▸ Task goal: Return every entry below exactly as written.

Dataset records:

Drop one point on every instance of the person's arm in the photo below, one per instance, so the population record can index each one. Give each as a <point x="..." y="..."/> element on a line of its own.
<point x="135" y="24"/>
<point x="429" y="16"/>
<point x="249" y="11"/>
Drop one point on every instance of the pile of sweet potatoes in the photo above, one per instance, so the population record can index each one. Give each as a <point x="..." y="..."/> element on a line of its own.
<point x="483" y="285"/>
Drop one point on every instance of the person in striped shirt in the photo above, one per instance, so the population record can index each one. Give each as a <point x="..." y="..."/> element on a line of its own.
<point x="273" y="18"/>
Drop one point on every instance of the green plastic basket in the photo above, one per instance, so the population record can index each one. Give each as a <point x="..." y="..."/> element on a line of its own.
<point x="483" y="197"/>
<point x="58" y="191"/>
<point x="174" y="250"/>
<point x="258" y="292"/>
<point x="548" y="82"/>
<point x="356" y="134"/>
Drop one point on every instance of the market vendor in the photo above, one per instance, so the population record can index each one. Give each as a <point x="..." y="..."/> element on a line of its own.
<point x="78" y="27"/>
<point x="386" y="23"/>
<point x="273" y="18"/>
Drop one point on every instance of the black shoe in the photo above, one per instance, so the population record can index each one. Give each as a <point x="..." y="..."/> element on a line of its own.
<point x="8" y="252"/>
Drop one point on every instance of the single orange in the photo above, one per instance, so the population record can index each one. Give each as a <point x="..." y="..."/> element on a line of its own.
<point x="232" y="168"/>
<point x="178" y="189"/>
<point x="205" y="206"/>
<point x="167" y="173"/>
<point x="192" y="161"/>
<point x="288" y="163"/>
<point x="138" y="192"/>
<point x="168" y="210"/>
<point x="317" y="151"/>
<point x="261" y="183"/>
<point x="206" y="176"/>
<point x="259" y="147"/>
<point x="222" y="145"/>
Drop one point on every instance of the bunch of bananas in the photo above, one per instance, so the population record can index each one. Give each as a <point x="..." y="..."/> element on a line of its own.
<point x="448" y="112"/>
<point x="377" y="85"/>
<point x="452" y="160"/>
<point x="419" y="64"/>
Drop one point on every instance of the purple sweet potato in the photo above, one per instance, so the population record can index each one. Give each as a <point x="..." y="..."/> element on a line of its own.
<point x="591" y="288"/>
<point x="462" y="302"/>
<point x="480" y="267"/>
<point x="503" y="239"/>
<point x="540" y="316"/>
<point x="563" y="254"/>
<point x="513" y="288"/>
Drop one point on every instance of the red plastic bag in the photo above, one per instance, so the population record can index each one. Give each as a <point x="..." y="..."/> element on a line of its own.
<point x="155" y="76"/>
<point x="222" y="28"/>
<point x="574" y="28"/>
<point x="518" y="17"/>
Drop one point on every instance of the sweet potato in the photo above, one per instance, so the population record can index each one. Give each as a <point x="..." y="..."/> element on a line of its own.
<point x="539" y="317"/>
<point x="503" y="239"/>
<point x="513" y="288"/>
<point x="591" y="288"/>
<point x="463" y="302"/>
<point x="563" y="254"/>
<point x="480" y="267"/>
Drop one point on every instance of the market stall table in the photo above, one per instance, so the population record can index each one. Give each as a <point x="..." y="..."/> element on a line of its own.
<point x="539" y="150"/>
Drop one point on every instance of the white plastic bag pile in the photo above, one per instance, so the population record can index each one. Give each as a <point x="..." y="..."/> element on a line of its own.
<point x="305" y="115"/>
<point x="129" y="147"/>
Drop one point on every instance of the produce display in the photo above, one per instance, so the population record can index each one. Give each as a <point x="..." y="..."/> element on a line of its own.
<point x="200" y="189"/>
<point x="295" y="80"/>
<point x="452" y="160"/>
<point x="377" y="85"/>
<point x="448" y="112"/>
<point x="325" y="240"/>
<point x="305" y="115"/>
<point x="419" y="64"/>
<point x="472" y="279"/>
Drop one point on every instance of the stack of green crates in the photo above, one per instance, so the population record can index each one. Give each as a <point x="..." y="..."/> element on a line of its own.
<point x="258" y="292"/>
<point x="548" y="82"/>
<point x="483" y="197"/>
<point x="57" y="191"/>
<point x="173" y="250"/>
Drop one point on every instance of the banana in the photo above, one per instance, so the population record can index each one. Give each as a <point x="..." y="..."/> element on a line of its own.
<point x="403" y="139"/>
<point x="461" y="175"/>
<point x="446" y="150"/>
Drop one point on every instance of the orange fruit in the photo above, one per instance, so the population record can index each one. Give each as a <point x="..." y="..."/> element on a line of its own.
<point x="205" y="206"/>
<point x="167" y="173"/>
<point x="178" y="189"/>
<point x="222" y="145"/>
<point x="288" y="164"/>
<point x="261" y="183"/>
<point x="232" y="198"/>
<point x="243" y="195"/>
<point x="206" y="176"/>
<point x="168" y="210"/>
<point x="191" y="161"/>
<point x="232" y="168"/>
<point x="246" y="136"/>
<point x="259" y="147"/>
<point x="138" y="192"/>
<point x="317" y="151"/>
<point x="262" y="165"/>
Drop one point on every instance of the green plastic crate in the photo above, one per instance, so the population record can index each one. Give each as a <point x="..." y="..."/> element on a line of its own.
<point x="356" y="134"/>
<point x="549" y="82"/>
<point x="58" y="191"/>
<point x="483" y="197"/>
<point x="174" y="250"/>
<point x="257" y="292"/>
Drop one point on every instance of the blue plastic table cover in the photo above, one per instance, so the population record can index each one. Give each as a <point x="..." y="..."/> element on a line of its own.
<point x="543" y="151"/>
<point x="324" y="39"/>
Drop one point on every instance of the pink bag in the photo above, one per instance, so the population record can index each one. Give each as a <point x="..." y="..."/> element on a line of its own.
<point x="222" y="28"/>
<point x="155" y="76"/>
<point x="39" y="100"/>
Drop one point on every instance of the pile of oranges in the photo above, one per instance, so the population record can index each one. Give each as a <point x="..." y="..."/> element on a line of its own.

▸ Written answer:
Drop one point on every instance of the person's arm in the photo below, one per instance, so the population record can index each one. Give each as a <point x="..." y="..."/> element on a line of its own.
<point x="135" y="24"/>
<point x="429" y="16"/>
<point x="249" y="11"/>
Drop one point on every instance of the pile of sweet potatoes in the photo above, one per instance, so the population record can index each one. Give each as a <point x="..." y="..."/> element on a line of its own.
<point x="483" y="285"/>
Drop one point on every instance of the person in striped shirt in the photo above, one per instance, so the population record can index each one. Give each as a <point x="..." y="..."/> element on a line of its own.
<point x="273" y="18"/>
Drop one point on every instance of the green plastic basket in the photo above, one per instance, so the population record can index each one. Give each as a <point x="..." y="..."/> element on a line of its own.
<point x="483" y="197"/>
<point x="58" y="191"/>
<point x="174" y="250"/>
<point x="258" y="292"/>
<point x="548" y="82"/>
<point x="356" y="134"/>
Drop one point on every instance of the market vendor in the photo above, one per instance, so the population record can index each one. Give each as a <point x="..." y="..."/> element on a line of its own.
<point x="78" y="27"/>
<point x="386" y="23"/>
<point x="273" y="18"/>
Drop one point on every instance of the black shoe in the photo above, one per instance, so the population record can index each one. Give each as a <point x="..." y="..."/> element on a line of its own.
<point x="8" y="252"/>
Drop one point on every instance of the single orange in the photo above, one per instance, so the population record can index each one. Give each as a <point x="..." y="..."/> element on a line of its own.
<point x="232" y="168"/>
<point x="178" y="189"/>
<point x="205" y="206"/>
<point x="167" y="173"/>
<point x="192" y="161"/>
<point x="288" y="163"/>
<point x="138" y="192"/>
<point x="168" y="210"/>
<point x="317" y="151"/>
<point x="261" y="183"/>
<point x="206" y="176"/>
<point x="259" y="147"/>
<point x="222" y="145"/>
Drop one point on every instance of the bunch of bananas in the photo above, one per instance, so the population record can index each one. Give each as a <point x="..." y="..."/> element on a line of its own.
<point x="448" y="112"/>
<point x="377" y="85"/>
<point x="452" y="160"/>
<point x="419" y="64"/>
Drop one point on every instance of the purple sweet potato in the photo above, one per instance, so the population record can index each one. Give each as a <point x="..." y="..."/> element on a line of its own.
<point x="591" y="288"/>
<point x="462" y="302"/>
<point x="480" y="267"/>
<point x="503" y="239"/>
<point x="540" y="316"/>
<point x="563" y="254"/>
<point x="513" y="288"/>
Drop one point on every instance of the red plastic bag in the photo above, one per instance, so the population record can index each one. Give each as a <point x="..." y="..."/> element on a line of its own.
<point x="155" y="76"/>
<point x="222" y="28"/>
<point x="574" y="28"/>
<point x="518" y="17"/>
Drop one point on every instance of the sweet potato in the photo above, one per instance, so the population record can index each one. Give each as a <point x="..." y="..."/> element on a line of its own.
<point x="539" y="317"/>
<point x="503" y="239"/>
<point x="513" y="288"/>
<point x="591" y="288"/>
<point x="463" y="302"/>
<point x="563" y="254"/>
<point x="480" y="267"/>
Drop one point on every instance of the market stall table in the photo above, one per instance, so the population record can index each one. Give each as a <point x="..." y="..."/> element on a line of its own.
<point x="539" y="150"/>
Drop one point on every instance of the white plastic bag pile in the photo above, one per instance, so the population record can index each one. Give each as a <point x="..." y="..."/> element on a line of its own.
<point x="305" y="115"/>
<point x="129" y="147"/>
Drop one point on every instance of the produce display in the photo above, one per instance, so the population record can index each one. Give each as a <point x="..." y="..."/> element on a line of its own.
<point x="200" y="189"/>
<point x="295" y="80"/>
<point x="452" y="160"/>
<point x="377" y="85"/>
<point x="448" y="112"/>
<point x="325" y="240"/>
<point x="305" y="115"/>
<point x="419" y="64"/>
<point x="472" y="279"/>
Drop one point on every instance of the stack of green crates in the photo above, one per instance, so the population record can index each one. Give each as a <point x="..." y="..."/> element on a line of its own.
<point x="258" y="292"/>
<point x="548" y="82"/>
<point x="483" y="197"/>
<point x="57" y="191"/>
<point x="173" y="250"/>
Drop one point on every instance of the banana in the photo above, one per instance, so the population record can index each one. Give each as a <point x="..." y="..."/> element on a line of its own.
<point x="403" y="139"/>
<point x="461" y="175"/>
<point x="446" y="150"/>
Drop one point on every instance of the orange fruit in the photo above, one per instance, so the population record can index each one. Give each as a <point x="..." y="..."/> element on a line of its own.
<point x="205" y="206"/>
<point x="167" y="173"/>
<point x="178" y="189"/>
<point x="222" y="145"/>
<point x="288" y="164"/>
<point x="261" y="183"/>
<point x="232" y="198"/>
<point x="243" y="195"/>
<point x="206" y="176"/>
<point x="168" y="210"/>
<point x="191" y="161"/>
<point x="232" y="168"/>
<point x="246" y="136"/>
<point x="259" y="147"/>
<point x="138" y="192"/>
<point x="317" y="151"/>
<point x="262" y="165"/>
Drop one point on every instance of the green plastic crate in the photo above, one per instance, so the population record can index each one. Give each as a <point x="..." y="..."/> element on a line of its own.
<point x="356" y="134"/>
<point x="549" y="82"/>
<point x="58" y="191"/>
<point x="483" y="197"/>
<point x="174" y="250"/>
<point x="257" y="292"/>
Drop one point on every instance of the blue plastic table cover in the photo above, one per instance, so the population record can index each one. Give each as a <point x="..." y="..."/> element on a line of its own.
<point x="543" y="151"/>
<point x="324" y="39"/>
Drop one point on every instance of the pink bag in the photo above, one per instance, so the population record can index each one. Give each as a <point x="..." y="..."/> element on a line of its own.
<point x="222" y="28"/>
<point x="155" y="76"/>
<point x="39" y="100"/>
Drop one point on every instance of the pile of oranges in the photo above, one per instance, so the population record can index each one. Give each as a <point x="..." y="..."/> element on a line of its own.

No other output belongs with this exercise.